**What to do:** Express the lines of the items below as a Markdown table with the columns "Row" and "Line", starting with the line containing "Accessibility mode: describe the location of the horse's eye" and going on through the line containing "[0,116,800,532]". Number each row and leave out blank lines.

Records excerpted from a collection
* * *

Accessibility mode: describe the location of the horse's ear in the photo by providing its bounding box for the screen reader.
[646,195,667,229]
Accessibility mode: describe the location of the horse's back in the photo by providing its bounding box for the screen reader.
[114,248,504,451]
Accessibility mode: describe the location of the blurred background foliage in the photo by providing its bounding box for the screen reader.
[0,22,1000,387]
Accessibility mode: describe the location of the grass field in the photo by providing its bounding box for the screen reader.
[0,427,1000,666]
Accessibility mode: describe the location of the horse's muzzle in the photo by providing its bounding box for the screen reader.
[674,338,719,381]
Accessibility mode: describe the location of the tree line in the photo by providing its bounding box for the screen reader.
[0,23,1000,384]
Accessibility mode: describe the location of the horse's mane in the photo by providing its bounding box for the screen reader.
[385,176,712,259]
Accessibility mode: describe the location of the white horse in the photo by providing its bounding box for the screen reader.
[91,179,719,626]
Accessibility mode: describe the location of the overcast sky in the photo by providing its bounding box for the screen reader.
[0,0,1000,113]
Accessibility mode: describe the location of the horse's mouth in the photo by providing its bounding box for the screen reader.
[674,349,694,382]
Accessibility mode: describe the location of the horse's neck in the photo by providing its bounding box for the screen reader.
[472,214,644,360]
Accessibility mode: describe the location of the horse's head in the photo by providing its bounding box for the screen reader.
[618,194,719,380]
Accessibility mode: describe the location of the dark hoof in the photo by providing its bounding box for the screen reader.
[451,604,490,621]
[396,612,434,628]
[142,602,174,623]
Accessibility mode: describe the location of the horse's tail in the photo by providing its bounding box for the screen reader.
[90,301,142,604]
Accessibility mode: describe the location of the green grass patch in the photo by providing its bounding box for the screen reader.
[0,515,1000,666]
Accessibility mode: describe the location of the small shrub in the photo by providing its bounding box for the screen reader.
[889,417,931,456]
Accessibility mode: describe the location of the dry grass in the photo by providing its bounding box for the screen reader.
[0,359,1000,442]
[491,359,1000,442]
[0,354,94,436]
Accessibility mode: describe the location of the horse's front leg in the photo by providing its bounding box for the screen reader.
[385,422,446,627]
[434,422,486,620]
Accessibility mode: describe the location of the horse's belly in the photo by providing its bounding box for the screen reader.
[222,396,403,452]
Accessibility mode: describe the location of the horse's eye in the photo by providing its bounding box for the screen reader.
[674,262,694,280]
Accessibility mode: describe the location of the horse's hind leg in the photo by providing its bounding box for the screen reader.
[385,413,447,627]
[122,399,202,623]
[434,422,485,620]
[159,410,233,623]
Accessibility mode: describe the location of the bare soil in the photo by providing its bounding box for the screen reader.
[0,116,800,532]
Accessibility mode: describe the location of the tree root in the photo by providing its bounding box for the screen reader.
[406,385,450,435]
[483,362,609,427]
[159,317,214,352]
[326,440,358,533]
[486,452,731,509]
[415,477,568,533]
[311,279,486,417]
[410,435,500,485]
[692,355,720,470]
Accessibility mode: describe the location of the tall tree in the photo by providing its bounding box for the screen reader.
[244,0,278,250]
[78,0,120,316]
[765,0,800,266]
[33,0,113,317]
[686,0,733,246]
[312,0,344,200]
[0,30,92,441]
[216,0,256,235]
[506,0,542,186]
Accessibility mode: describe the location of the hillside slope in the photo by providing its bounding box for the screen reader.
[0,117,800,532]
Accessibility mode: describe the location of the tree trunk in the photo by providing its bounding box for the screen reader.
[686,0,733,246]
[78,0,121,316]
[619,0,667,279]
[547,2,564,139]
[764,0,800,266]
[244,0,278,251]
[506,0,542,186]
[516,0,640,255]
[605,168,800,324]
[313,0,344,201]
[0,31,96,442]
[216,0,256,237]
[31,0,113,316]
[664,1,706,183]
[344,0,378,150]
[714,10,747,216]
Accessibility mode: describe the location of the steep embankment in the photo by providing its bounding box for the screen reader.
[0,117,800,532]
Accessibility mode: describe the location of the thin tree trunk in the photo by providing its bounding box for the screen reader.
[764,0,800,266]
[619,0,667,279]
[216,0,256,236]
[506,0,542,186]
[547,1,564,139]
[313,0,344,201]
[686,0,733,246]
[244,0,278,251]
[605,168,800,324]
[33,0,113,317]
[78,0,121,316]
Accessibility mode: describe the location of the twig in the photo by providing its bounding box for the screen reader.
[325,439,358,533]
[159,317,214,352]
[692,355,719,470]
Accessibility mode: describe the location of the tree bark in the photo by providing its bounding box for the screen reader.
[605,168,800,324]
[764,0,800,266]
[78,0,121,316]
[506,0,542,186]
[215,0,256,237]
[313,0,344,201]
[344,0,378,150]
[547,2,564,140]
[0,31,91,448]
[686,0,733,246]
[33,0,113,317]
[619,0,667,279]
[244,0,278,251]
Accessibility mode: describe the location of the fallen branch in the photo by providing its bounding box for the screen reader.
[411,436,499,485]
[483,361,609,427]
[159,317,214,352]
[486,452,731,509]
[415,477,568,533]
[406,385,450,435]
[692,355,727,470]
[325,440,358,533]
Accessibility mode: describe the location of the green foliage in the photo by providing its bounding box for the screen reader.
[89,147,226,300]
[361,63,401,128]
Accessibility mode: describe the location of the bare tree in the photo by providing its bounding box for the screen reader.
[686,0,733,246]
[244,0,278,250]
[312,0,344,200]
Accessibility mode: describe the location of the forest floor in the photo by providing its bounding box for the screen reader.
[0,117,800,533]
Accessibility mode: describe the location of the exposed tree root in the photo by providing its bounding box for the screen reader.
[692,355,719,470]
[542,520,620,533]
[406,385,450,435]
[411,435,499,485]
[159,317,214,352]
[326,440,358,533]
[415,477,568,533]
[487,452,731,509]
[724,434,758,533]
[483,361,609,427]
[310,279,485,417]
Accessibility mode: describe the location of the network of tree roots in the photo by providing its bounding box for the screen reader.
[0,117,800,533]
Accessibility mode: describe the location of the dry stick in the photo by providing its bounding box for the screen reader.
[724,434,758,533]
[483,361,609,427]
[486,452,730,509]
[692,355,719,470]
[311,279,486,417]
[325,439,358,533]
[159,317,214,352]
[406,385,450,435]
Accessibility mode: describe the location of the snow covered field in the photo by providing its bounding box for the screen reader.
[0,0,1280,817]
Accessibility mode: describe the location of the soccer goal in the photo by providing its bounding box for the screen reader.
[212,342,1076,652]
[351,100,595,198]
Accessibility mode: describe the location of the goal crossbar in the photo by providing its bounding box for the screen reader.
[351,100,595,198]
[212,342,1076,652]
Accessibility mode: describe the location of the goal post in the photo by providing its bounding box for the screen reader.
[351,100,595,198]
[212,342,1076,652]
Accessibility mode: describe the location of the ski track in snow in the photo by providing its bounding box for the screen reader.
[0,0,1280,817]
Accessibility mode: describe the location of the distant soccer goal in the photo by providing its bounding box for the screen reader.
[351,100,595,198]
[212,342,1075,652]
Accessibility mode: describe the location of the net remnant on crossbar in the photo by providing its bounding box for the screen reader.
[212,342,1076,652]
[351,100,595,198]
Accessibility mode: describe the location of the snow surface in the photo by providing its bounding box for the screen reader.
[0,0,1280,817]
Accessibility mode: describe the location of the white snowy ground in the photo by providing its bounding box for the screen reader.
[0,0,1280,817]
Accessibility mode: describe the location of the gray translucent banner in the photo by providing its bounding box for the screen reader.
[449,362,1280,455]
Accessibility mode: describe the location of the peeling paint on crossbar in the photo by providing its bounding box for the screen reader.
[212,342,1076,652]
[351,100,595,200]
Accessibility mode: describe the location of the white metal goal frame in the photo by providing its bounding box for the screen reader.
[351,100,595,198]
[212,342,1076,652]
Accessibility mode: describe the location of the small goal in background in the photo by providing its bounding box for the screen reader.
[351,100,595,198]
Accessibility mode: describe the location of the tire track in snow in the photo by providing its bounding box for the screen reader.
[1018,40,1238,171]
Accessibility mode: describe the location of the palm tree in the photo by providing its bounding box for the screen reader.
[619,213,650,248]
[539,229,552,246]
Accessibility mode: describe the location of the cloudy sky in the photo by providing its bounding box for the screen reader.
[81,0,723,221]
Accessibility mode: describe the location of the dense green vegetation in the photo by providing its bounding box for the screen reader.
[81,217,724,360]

* * *

**Result for this task:**
| Row | Line |
|---|---|
| 1 | Accessibility mode: describe the location of the horse's eye in the photo by providing its bounding box for the screen reader. |
| 2 | [674,262,694,280] |
| 3 | Accessibility mode: describe the location of the horse's hind leg in the photo by providing its bounding box for the screen reader. |
| 4 | [385,413,447,627] |
| 5 | [122,399,202,623] |
| 6 | [434,422,485,620] |
| 7 | [159,410,233,623] |
| 8 | Accessibility mode: describe the location of the bare soil in the photo by providing its bounding box for the screen reader. |
| 9 | [0,116,800,532] |